§ 指示 A
掲載文で引用されている神山くんの言葉は、どの雑誌の何月号からのものか答えなさい。
§ 指示 B
掲載文の「また、子供を産むことで自分の人生が自分でない誰かに縛られると考えるのであれば」から「私は責任を負いきれないのではないか、などと考えてしまいます。」まで、両端の語句も含めて一字一句そのまま書き写しなさい。

§ 掲載文
%%
裏を返せば〜ということで、Wに突っ込まれたのかなと思っています。

逆に相手がアホなら「私たちは考えてる!ってことは良い人間!?」で終わったかもしれないですし。笑

 

 

 

 

また、子供を産むことで自分の人生が自分でない誰かに縛られると考えるのであれば

「子供は幸せの象徴」という今までの私の固定概念は覆されるかもしれません。

 

小さくて可愛いだけの時期はいいかもしれないけれど、

彼ら彼女らが自分で考え自らの思考に沿って行動していくようになった時、

私は責任を負いきれないのではないか、などと考えてしまいます。

 

自分でない誰かの責任を負うって、めちゃくちゃ恐ろしいなと。

 

 

 

Wは劇中に何度も子供を作ることに関する恐怖からか「怖いの」と口にするのですが、

その時の2人の温度感にかなりのギャップがあるのが気になりました。

MがWを見て何故そんな先のことばかり考えるのか、何に対して怯えているのか、

心底分からないといった顔をしているようにも見えて

『分かってねぇな。物分かりいい風に見せてるけど、こいつなんも理解してねぇな。」

って心の中でちょっと毒吐きました。

 

 

 

 

以前雑誌で神山くんがこんな風に語っていました。

 

 

 

ヒエラルキー的にはたぶん女性の方が上だと思います。

男ってやっぱりアホなとこがあるので(笑)

あとどうしても出産に関して変化が大きいのは女性ですから。

男性はそれをケアしていくとか、支えることしかできない。

つまり女性自体が生態系、言うたら地球みたいなもので。

 

ーBest Stage 10月号よりー

 

 

 

この女性自体が生態系、という表現がしっくりくるような来ないような。
%%
§ 提供資料
%%
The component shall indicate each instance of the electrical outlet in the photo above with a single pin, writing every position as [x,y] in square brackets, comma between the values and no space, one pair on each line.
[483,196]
%%
§ 解答 A
Best Stage 10月号

§ 解答 B
また、子供を産むことで自分の人生が自分でない誰かに縛られると考えるのであれば

「子供は幸せの象徴」という今までの私の固定概念は覆されるかもしれません。

 

小さくて可愛いだけの時期はいいかもしれないけれど、

彼ら彼女らが自分で考え自らの思考に沿って行動していくようになった時、

私は責任を負いきれないのではないか、などと考えてしまいます。